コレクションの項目
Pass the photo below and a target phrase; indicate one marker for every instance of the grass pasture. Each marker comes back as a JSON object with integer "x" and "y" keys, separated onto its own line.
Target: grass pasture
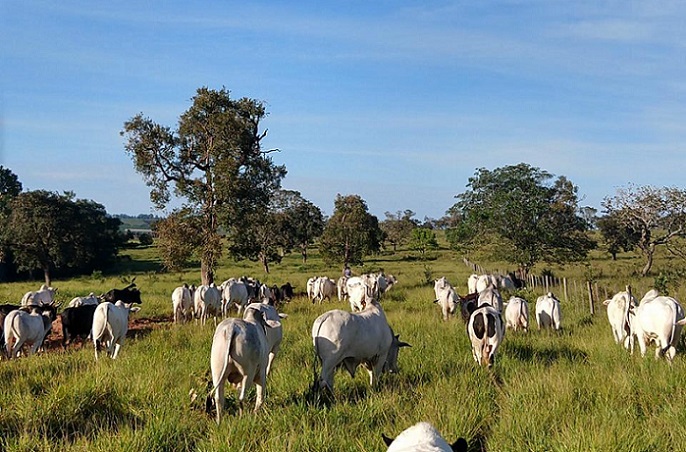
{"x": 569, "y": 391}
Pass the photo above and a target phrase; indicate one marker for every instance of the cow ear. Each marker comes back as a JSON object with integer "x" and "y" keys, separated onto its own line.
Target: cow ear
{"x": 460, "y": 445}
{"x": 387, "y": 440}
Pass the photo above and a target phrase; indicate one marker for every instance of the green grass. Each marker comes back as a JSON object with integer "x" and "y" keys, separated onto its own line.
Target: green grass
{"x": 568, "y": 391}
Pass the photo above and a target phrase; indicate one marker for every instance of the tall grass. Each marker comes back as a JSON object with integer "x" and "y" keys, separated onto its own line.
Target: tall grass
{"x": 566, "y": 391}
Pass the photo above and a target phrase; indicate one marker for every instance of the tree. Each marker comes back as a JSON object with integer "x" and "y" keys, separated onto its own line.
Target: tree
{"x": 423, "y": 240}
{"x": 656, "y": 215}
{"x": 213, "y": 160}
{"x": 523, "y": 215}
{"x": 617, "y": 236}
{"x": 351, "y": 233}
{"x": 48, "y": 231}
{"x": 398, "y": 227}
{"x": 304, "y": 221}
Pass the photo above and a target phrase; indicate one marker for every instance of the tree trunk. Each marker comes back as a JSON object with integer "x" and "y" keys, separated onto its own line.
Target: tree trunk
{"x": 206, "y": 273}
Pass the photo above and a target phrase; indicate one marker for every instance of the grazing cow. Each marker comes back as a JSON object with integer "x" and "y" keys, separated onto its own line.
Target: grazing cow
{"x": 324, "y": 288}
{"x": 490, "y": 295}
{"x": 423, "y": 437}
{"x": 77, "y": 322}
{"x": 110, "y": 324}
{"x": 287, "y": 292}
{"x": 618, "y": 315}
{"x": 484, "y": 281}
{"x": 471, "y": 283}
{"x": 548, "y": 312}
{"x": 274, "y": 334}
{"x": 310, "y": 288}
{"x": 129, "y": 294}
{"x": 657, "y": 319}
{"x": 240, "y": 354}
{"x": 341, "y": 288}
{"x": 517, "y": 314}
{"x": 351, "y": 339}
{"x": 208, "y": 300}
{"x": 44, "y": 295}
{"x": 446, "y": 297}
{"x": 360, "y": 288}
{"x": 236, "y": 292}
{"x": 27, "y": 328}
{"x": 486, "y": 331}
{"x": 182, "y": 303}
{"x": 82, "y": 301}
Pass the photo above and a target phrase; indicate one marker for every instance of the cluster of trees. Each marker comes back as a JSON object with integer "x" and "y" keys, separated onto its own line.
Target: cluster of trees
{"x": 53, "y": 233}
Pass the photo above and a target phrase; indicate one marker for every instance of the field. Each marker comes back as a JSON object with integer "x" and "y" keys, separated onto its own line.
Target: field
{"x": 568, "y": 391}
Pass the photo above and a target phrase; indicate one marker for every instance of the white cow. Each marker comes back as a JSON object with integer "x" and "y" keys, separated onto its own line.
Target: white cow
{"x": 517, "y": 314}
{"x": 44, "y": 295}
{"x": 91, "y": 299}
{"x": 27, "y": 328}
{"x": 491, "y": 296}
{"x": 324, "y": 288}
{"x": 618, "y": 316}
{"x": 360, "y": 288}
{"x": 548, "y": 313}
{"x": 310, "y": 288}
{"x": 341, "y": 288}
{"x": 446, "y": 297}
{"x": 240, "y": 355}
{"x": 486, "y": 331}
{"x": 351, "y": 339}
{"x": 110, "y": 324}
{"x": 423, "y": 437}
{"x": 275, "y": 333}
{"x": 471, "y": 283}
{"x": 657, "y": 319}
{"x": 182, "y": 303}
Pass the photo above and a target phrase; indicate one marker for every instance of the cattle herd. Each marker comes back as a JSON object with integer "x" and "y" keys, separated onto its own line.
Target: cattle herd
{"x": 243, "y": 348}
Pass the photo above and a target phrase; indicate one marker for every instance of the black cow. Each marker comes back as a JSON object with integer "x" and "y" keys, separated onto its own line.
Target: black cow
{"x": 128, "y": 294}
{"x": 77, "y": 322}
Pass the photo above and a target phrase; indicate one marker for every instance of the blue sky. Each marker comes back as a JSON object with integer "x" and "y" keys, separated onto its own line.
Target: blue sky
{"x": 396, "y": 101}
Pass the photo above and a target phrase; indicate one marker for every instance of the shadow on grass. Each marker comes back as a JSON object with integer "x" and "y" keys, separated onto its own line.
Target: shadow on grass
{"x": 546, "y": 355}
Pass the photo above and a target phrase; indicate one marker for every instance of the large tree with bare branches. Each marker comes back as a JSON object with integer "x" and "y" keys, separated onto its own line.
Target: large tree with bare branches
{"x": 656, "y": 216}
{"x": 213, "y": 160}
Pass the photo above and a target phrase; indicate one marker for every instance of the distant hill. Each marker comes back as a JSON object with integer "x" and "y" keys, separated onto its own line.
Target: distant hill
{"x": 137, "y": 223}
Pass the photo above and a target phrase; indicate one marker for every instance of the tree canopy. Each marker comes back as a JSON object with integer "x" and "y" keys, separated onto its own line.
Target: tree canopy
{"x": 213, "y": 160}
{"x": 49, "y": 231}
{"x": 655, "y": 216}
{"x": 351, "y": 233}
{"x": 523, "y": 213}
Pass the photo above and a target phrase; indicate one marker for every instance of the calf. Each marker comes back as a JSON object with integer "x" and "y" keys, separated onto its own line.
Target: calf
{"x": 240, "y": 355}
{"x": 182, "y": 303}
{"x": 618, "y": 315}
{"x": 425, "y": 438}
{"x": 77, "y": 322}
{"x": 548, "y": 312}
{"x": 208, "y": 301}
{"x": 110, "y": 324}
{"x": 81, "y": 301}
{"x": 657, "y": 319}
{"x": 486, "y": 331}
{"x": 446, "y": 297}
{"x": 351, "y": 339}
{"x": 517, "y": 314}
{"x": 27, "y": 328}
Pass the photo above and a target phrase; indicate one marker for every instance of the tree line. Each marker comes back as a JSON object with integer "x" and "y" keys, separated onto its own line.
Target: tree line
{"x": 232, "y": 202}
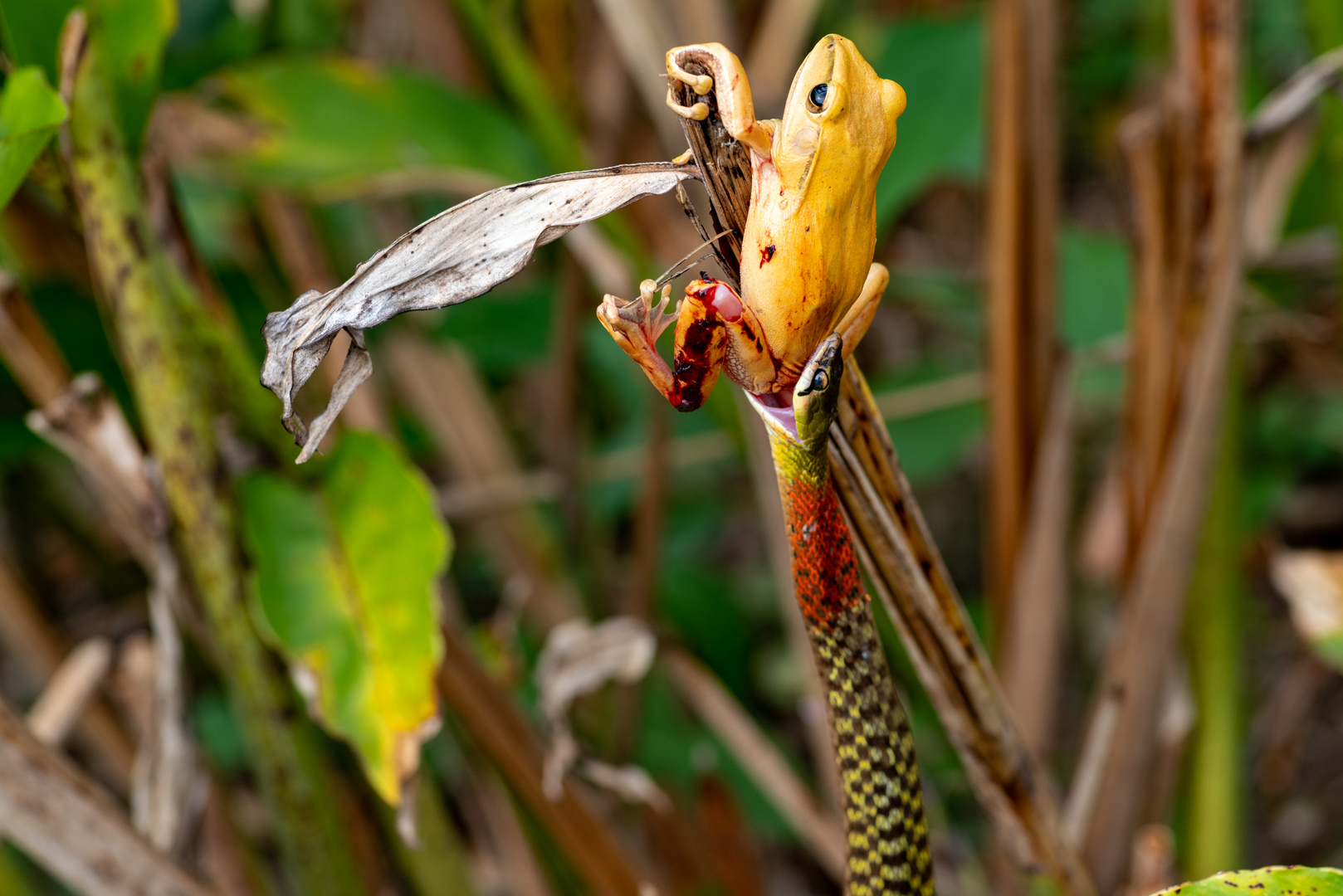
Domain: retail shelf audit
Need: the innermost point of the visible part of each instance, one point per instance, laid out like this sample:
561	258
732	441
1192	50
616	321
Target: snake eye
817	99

* _課題_: 上のリストの行をすべて抜き出し、一字も変えずにそのまま書き写しなさい。ただし、画像は解答に含めないこと。

* _練習問題の解答_:
Pass the photo below and a target phrase; indicate one marker for every instance of the grass pasture. Each marker comes back as a JSON object with integer "x" and "y" keys, separated onto its own line.
Target: grass pasture
{"x": 569, "y": 391}
Pass the photo above and a target phrase; indicate one marker for every instance of the cow ear. Each marker comes back as a JSON object with integer "x" and "y" keys, separated onto its own line.
Target: cow ear
{"x": 460, "y": 445}
{"x": 387, "y": 440}
Pass the photo above and a target phrase; indicate one marker for every instance of the green grass. Each marker comes back as a JSON object with integer "x" and "y" keys, separated onto its own line.
Target: green grass
{"x": 568, "y": 391}
Pass the photo above and a target phrase; indicate one marker for every instance of the tall grass. Each marker comes back as a JSON object with integer "x" and "y" keys, separated onto its own line.
Target: tall grass
{"x": 566, "y": 391}
Pass the photo above and a target phrase; indicate one marker for every instance of the tree. Each marker comes back as a JSON object with integer "x" and "y" keys, separated onto its own line.
Target: tree
{"x": 423, "y": 240}
{"x": 656, "y": 215}
{"x": 213, "y": 160}
{"x": 523, "y": 215}
{"x": 617, "y": 236}
{"x": 351, "y": 233}
{"x": 48, "y": 231}
{"x": 398, "y": 227}
{"x": 304, "y": 221}
Pass the photo above and a target phrase; indicate one marker for every instance of the tree trunk. Each marker comes back as a JSON object with integer "x" and "y" keys, separated onto its own line.
Target: tree trunk
{"x": 206, "y": 273}
Pass the photo above and a target phrase; indicate one marker for every instance of the grazing cow. Each marker comes back as a JSON object with integer "x" and "y" keys, separated onto its own line.
Target: grazing cow
{"x": 324, "y": 288}
{"x": 490, "y": 295}
{"x": 423, "y": 437}
{"x": 77, "y": 322}
{"x": 110, "y": 324}
{"x": 287, "y": 292}
{"x": 618, "y": 315}
{"x": 484, "y": 281}
{"x": 471, "y": 283}
{"x": 548, "y": 312}
{"x": 274, "y": 334}
{"x": 310, "y": 288}
{"x": 129, "y": 294}
{"x": 657, "y": 319}
{"x": 240, "y": 354}
{"x": 341, "y": 288}
{"x": 517, "y": 314}
{"x": 351, "y": 339}
{"x": 208, "y": 300}
{"x": 44, "y": 295}
{"x": 446, "y": 297}
{"x": 360, "y": 288}
{"x": 236, "y": 292}
{"x": 27, "y": 328}
{"x": 486, "y": 331}
{"x": 182, "y": 303}
{"x": 82, "y": 301}
Pass the photo above and a target phrase; indicate one marker for every instance of the cluster of trees. Each marker comes back as a JSON object with integer "x" and "y" keys, separated onto its own line.
Target: cluster of trees
{"x": 53, "y": 233}
Pass the photo above and a target phrase; indicate one marker for every instance of the field. Each marker comes back as a JSON object with integer "x" and "y" keys, separated onto its own line.
Target: field
{"x": 568, "y": 391}
Pass the photo above and a target phrase; indicate one marker for every instance of the white cow. Each marker comes back as a JSON object with integer "x" and "y" keys, separated onto its own line.
Target: white cow
{"x": 517, "y": 314}
{"x": 44, "y": 295}
{"x": 91, "y": 299}
{"x": 27, "y": 328}
{"x": 491, "y": 296}
{"x": 324, "y": 288}
{"x": 618, "y": 316}
{"x": 360, "y": 288}
{"x": 548, "y": 313}
{"x": 310, "y": 288}
{"x": 341, "y": 288}
{"x": 446, "y": 297}
{"x": 240, "y": 355}
{"x": 486, "y": 331}
{"x": 351, "y": 339}
{"x": 110, "y": 324}
{"x": 423, "y": 437}
{"x": 275, "y": 333}
{"x": 471, "y": 283}
{"x": 657, "y": 319}
{"x": 182, "y": 303}
Pass the photo above and a target phrase; indicate one marker for every instance of the cattle herd. Each marker comes back as a JSON object with integer "x" and "y" keys, separated onto its own line.
Target: cattle herd
{"x": 243, "y": 348}
Pass the photo above and a target phrase; indicate one marker for every instance of the black cow. Each marker comes back as a JSON object with integer "x" and "y" keys, separated onto its own line.
Target: black cow
{"x": 128, "y": 294}
{"x": 77, "y": 322}
Pass the photo above and a target phrase; indicate one marker for every instance of the blue sky. Each marker comes back as a JSON object with integer "x" and "y" keys, separated onto its own line.
Target: blue sky
{"x": 396, "y": 101}
Pass the photo above and a target phrase; indicate one marker for every instance of the shadow on grass. Each marker comes back as a JSON object with integer "x" and "y" keys, separated onto its own line.
Target: shadow on grass
{"x": 546, "y": 355}
Pass the photo above and a target phrase; indicate one marker for every instance of the large tree with bare branches. Each marker comes back as a JSON object with integer "x" and "y" keys, separated onto its own line.
Target: large tree with bare branches
{"x": 656, "y": 216}
{"x": 213, "y": 160}
Pass the photo above and a target phrase; indicate one marker for every instance of the distant hill. Each marker comes back as a JSON object with integer "x" and "y" keys, separated onto its own line.
Target: distant hill
{"x": 137, "y": 223}
Pass the photo above and a target phrase; indicate one marker for every instance of the tree canopy. Each marker comes back as a JSON object with integer "x" and "y" keys, separated onto its own line.
Target: tree canopy
{"x": 213, "y": 160}
{"x": 49, "y": 231}
{"x": 655, "y": 216}
{"x": 351, "y": 233}
{"x": 523, "y": 213}
Pass the photo above and a target phrase; indicate one marker for every instance of the calf. Each marker comes back as a JSON object with integer "x" and "y" keys, separated onto its own line.
Target: calf
{"x": 240, "y": 355}
{"x": 182, "y": 303}
{"x": 618, "y": 315}
{"x": 425, "y": 438}
{"x": 77, "y": 322}
{"x": 548, "y": 312}
{"x": 208, "y": 301}
{"x": 110, "y": 324}
{"x": 81, "y": 301}
{"x": 657, "y": 319}
{"x": 486, "y": 331}
{"x": 446, "y": 297}
{"x": 351, "y": 339}
{"x": 517, "y": 314}
{"x": 27, "y": 328}
Pass the photo above and a target phrase; indicate one marker for every instance of the tree line. Each marker comes back as a JSON object with integer "x" and "y" keys, separated onto its own line.
Target: tree line
{"x": 232, "y": 202}
Domain: retail shelf audit
Need: the innermost point of the visible part of each instance, one point per instance, laid out like this sample:
561	258
732	441
1192	50
616	321
Target: snake eye
817	99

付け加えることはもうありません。